→ **Task instructions**
[1] Answer these questions from the passage on Fusarium spore inactivation, one answer per line:
(a) Which reactive oxygen species dominated the Ag/TiO2 photocatalysis?
(b) What inactivation efficiency did Er3+:YAlO3/TiO2 yield?
(c) What share of solar light does UV light make up?
[2] Write out word for word the part of the passage on Fusarium spore inactivation starting with "One of the most" and going on through "of the photocatalysts.".

Identifying the role of reactive oxygen species (ROSs) in Fusarium solani spores inactivation.

The inactivation mechanism of photocatalytic disinfectants on bacteria is well known. In contrast, the potential inactivation of fungal spores by visible-light induced photocatalysis has been recognized, but the inactivation mechanism is poorly understood. We hypothesize that photocatalytically generated reactive oxygen species (ROSs) are directly involved in this mechanism. To test this hypothesis, we identified the roles of ROSs in the inactivation of Fusarium solani spores. As the photocatalysts, we doped TiO2 with 3 typical dopants, forming Ag/TiO2, N/TiO2 and Er3+:YAlO3/TiO2. The Ag/TiO2 photocatalysis was dominated by H2O2, with the longest lifetime among the investigated ROSs. Ag/TiO2 photocatalysis yielded almost 100 % inactivation efficiency and preserved the cell-wall shape of the spores, thus minimizing the biomolecule leakage. Er3+:YAlO3/TiO2 was dominated by h+ ROSs, yielding an inactivation efficiency of 91 %; however, the severe leakage released large numbers of molecular bio-products. Severe damage to the cell walls by the h+ species was confirmed in micrograph observations. Subsequent to cell wall breakage, the Er3+:YAlO3/TiO2 nanoparticles entered the spore cells and directly oxidized the intracellular material. The N/TiO2 photocatalysis, with •O2- dominated ROSs, delivered intermediate performance. In conclusion, photocatalysts that generate H2O2-dominated ROSs are most preferred for spore inactivation.

Introduction

According to the Food and Agriculture Organization of the United Nations, agriculture is the largest consumer of fresh water (Polo-López et al. 2014). Therefore, the reuse of wastewater for agriculture irrigation has received much attention in recent years. However, wastewater contains various pathogens that must be removed before the irrigation. Among these pathogens are phytopathogenic fungi such as Fusarium, Pythium, Phytophthora and Olpidium species. The Fusarium genus, which is widely distributed in water and soil systems, causes decay of roots, stems and flowers. Fusarium spores, which develop into Fusarium fungal cells, are very difficult to inactivate owing to their thick cell walls and strong environmental resistance (Polo-López et al. 2010).

One of the most promising methods for disinfecting Fusarium spores is photocatalytic inactivation (Fernández-Ibáñez et al. 2009). The photocatalytic inactivation should preferably be mediated by visible light, because UV light comprises only 5 % of the solar light (Zuo et al. 2012). Moreover, the photocatalytic performances of Fusarium spore disinfection are affected by the properties of the photocatalysts, such as the adsorption capability of the nanoparticles on the spores (Polo-López et al. 2010), and the morphology (nanotubes, nanoplates, nanorods or nanospheres) (Turki et al. 2013) and components (Fernández-Ibáñez et al. 2015) of the photocatalysts.

→ **Given data**

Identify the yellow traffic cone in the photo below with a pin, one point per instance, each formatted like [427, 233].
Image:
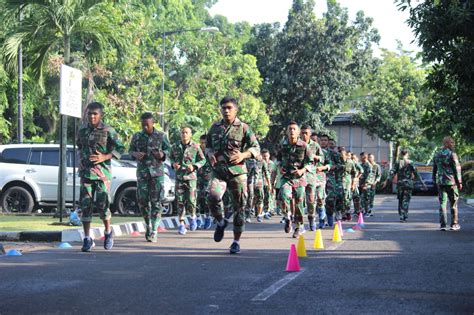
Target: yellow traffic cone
[336, 237]
[301, 249]
[318, 240]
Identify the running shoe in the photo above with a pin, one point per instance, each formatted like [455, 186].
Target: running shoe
[108, 240]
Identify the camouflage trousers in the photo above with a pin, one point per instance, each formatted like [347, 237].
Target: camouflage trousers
[445, 194]
[335, 201]
[291, 189]
[94, 194]
[237, 186]
[150, 192]
[186, 197]
[315, 198]
[202, 191]
[404, 196]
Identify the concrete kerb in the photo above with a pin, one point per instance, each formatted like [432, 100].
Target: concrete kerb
[77, 235]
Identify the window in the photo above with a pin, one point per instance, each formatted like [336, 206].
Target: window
[50, 157]
[35, 157]
[15, 156]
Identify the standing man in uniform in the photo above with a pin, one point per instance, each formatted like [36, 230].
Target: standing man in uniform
[229, 143]
[447, 173]
[97, 144]
[406, 173]
[313, 191]
[150, 147]
[295, 161]
[204, 177]
[186, 158]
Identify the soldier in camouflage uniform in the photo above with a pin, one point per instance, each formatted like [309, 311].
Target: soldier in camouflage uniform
[447, 173]
[97, 144]
[150, 147]
[348, 179]
[365, 183]
[406, 173]
[296, 160]
[186, 157]
[204, 177]
[355, 186]
[313, 190]
[229, 143]
[378, 176]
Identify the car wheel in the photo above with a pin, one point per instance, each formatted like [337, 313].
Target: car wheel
[126, 201]
[17, 199]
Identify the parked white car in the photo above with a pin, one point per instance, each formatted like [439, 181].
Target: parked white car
[29, 180]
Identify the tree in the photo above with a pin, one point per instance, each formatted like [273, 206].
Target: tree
[444, 29]
[313, 64]
[396, 100]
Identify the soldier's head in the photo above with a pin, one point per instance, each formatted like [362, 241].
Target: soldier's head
[202, 141]
[186, 134]
[324, 140]
[265, 155]
[449, 143]
[306, 133]
[147, 122]
[229, 108]
[95, 111]
[371, 158]
[293, 131]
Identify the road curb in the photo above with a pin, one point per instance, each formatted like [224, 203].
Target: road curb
[77, 235]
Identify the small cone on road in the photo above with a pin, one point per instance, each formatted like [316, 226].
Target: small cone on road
[301, 249]
[339, 224]
[360, 220]
[318, 240]
[293, 264]
[336, 237]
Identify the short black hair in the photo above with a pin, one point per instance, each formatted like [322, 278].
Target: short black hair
[146, 115]
[229, 99]
[95, 105]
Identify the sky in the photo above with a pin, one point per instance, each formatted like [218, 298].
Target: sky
[387, 19]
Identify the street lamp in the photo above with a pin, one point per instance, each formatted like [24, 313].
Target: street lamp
[209, 29]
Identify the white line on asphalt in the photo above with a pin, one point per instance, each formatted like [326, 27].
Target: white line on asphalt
[274, 288]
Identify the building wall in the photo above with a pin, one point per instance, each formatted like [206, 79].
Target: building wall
[356, 139]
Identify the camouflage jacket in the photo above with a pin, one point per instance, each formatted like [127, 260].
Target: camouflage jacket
[446, 168]
[149, 166]
[406, 172]
[293, 157]
[102, 139]
[368, 177]
[222, 140]
[185, 155]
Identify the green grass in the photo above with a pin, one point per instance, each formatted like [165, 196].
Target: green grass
[18, 223]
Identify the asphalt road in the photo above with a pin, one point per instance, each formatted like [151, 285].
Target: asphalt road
[389, 267]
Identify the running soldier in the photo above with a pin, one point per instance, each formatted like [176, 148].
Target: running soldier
[447, 173]
[296, 159]
[97, 144]
[204, 177]
[229, 143]
[314, 192]
[186, 157]
[150, 147]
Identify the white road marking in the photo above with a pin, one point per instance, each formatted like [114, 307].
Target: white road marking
[274, 288]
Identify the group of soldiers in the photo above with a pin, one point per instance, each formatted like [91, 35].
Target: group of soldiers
[227, 174]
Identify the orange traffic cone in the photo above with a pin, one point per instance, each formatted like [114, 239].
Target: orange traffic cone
[318, 240]
[293, 264]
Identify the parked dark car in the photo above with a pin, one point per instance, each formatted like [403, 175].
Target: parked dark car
[430, 184]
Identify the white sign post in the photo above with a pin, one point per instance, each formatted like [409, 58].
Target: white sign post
[70, 96]
[70, 104]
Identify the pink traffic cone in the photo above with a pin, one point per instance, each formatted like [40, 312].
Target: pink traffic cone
[293, 264]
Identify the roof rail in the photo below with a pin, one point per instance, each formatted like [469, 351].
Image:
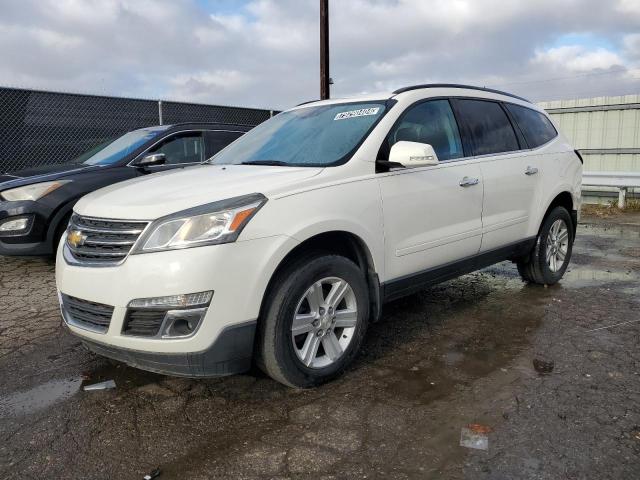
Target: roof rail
[308, 101]
[456, 85]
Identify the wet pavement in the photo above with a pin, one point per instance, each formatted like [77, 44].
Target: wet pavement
[459, 354]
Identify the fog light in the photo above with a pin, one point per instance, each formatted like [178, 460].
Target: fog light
[182, 323]
[15, 225]
[173, 316]
[201, 299]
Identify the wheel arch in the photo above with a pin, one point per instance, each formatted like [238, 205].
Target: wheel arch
[340, 242]
[561, 199]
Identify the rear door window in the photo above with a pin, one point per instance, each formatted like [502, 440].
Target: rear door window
[429, 122]
[536, 127]
[487, 125]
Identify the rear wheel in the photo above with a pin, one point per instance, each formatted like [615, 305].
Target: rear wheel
[550, 257]
[314, 321]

→ **Solutions**
[1]
(a) H2O2
(b) 91 %
(c) 5 %

[2]
One of the most promising methods for disinfecting Fusarium spores is photocatalytic inactivation (Fernández-Ibáñez et al. 2009). The photocatalytic inactivation should preferably be mediated by visible light, because UV light comprises only 5 % of the solar light (Zuo et al. 2012). Moreover, the photocatalytic performances of Fusarium spore disinfection are affected by the properties of the photocatalysts, such as the adsorption capability of the nanoparticles on the spores (Polo-López et al. 2010), and the morphology (nanotubes, nanoplates, nanorods or nanospheres) (Turki et al. 2013) and components (Fernández-Ibáñez et al. 2015) of the photocatalysts.